**WORK TASK 1:**
Answer these questions from the passage on ideas:
(a) What does the certain man recognize as his biggest debt?
(b) What is defending your ideas likened to?
(c) What do the normal horses do when they hear the bell ring?
**WORK TASK 2:** Write the next several lines of the passage on ideas, continuing from its final sentence.

**QUOTED PASSAGE:**
###
You can’t make an omelet without breaking some chicken farmers,
and you can’t develop that extraordinary promising, unused area in your mind’s
market place without first overturning the pushcarts already there which handle
naught but pre-owned ideas and emotions.

In his twenties, one man offered his ideas to any who were interested at
pre-development prices.

The collective thinking life primarily pursues through ordinary man is,
from the rebel’s perspective, morbific because of its innate and incurable infection
by self-interest, (more accurately posed): the infection of the impression that
the thoughts which appear in your brain were put there by you, and thus,
you do have a personal interest to defend them.
Being asleep (nee: stupid) won’t kill you,
but trying to protect Ali Baba’s cave can.

Those with no idea of what waking-up really is commonly believe
it has something to do with being sympathetic and helping others.
(Believe it if you can: some people do not want to be referred to the:
You Mean It’s Entirely About Me department.)

To protect the city’s stability, life does not have to prohibit any ideas that might
actually reveal to man what is really going on:
what life has done is programmed men’s minds not to hear such notions as being anything important.
The normal horses who keep the city running, charge unthinking from the firehouse when they hear the bell ring (just as they should and must),
the same situation also sends the certain man into action: studying the bell ringing.

Ideas And The Passing Of Time.

On some day’s one man’s attitude is: “The future can bite my ass.”

Defending your ideas is painting a sieve.

The certain man recognizes that his biggest debt is to the future.

Protesting the ideas of others is letting the air out of your balloon.

One man watches the clock, he says, “In retaliation.”

Trying to get others to adopt your ideas is lying to an ugly child about his looks.

On some day’s one man’s attitude is: “The future can still bite my ass.”

A speaker in city park, commenting on the eternal struggle between Truth & Error, roared: “There will be no smart alecks in heaven…..not unless your side wins…..
…..or does the other.”

Words And The Objects From Whence They Cometh.
In face to face conversations, even as he spoke and listened,
one man would be diagramming heads in his sentences.
###
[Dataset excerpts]
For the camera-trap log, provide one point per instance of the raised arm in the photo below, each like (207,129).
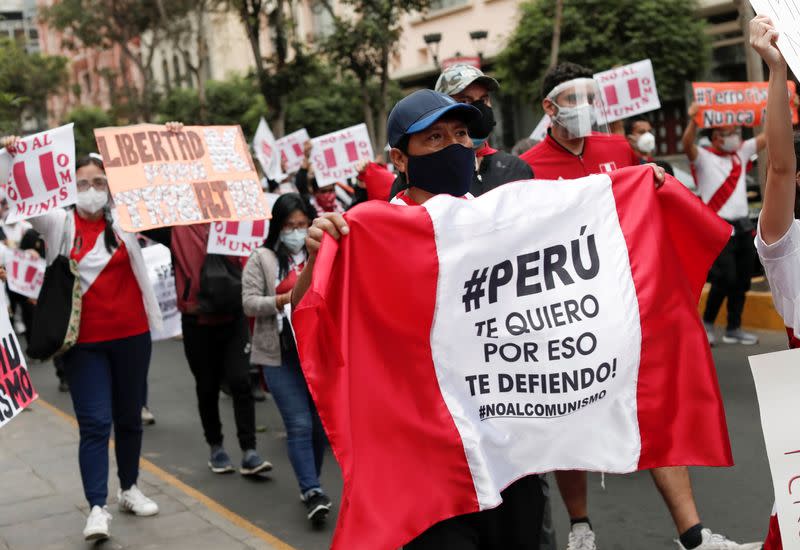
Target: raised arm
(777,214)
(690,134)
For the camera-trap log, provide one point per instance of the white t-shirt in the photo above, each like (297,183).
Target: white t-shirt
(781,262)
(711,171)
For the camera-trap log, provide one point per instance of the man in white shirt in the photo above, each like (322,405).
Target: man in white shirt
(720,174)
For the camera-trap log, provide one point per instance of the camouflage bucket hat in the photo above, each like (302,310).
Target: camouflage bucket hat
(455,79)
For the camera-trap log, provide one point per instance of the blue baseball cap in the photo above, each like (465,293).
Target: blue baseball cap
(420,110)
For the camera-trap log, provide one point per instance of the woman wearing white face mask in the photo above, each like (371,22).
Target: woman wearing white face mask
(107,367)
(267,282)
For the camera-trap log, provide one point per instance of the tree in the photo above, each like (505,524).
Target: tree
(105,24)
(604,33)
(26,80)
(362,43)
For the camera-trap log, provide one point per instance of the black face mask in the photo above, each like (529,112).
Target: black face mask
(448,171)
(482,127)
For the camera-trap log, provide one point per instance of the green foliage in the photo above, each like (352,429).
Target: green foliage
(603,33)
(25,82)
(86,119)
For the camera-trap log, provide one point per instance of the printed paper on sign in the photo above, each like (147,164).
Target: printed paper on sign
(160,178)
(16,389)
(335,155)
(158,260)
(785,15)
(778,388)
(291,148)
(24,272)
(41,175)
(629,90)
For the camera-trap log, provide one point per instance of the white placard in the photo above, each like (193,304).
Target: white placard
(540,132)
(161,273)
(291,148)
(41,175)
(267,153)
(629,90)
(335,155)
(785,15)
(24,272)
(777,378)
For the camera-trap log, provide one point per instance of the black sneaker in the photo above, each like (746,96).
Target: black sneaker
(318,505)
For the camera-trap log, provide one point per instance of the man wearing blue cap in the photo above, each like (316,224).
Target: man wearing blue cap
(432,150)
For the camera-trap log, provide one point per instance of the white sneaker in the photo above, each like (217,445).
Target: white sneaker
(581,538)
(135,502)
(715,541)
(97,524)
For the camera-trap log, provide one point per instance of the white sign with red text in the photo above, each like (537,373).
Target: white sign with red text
###
**TASK RESULT 1:**
(a) His biggest debt is to the future.
(b) Painting a sieve.
(c) They charge unthinking from the firehouse.

**TASK RESULT 2:**
After a lifetime of disorienting uncertainty, who but ordinary minds, when finally
told their true position would be upset by it — even if it turned out to be a prison cell;
to the certain man who knows the special way to use thinking:
all new info acts as a spur for more thinking — never suffering.

Amidst a lingering fatal illness one man mused:
“It’s weird being half dead and half alive,” and some virus in his brain added:
“Almost as weird as being half awake and half asleep.”
In city minds: some things are weirder than others,
but outside of town is something that is weirder than everything else!

Sometimes after a solo meal, wherein he had engaged in much mental business
with himself, as he would stand to leave, one man would say to himself:
“Have your mind call mine (assuming that you have one). Ta ta!”

Conversation Regarding: Harmful Ideas.
“Life doesn’t have harmful ideas.”
“Sure it does: look at all the pain and destruction certain ideas have caused man.”
“A plane flying causes stress — sometimes even breakage to the rivets.”

Partisan words and ideas are condoms to use for safe city thinking.

One fellow never looked in mirrors, explaining:
“No need — I KNOW I’m my-kinda-guy!”

The intellectually captive love to extol education and knowledge:
“I may not understand where the idea for the airplane originated,
but I have reams of figures regarding our study of its construction.”
Whatever is passing for knowledge in the city is whatever presently needs to.

Before you can out think others — you have to out die them.

One man’s pet name for the city is: Iffy-ville.

Before you can out think all things useless — you have to out live them.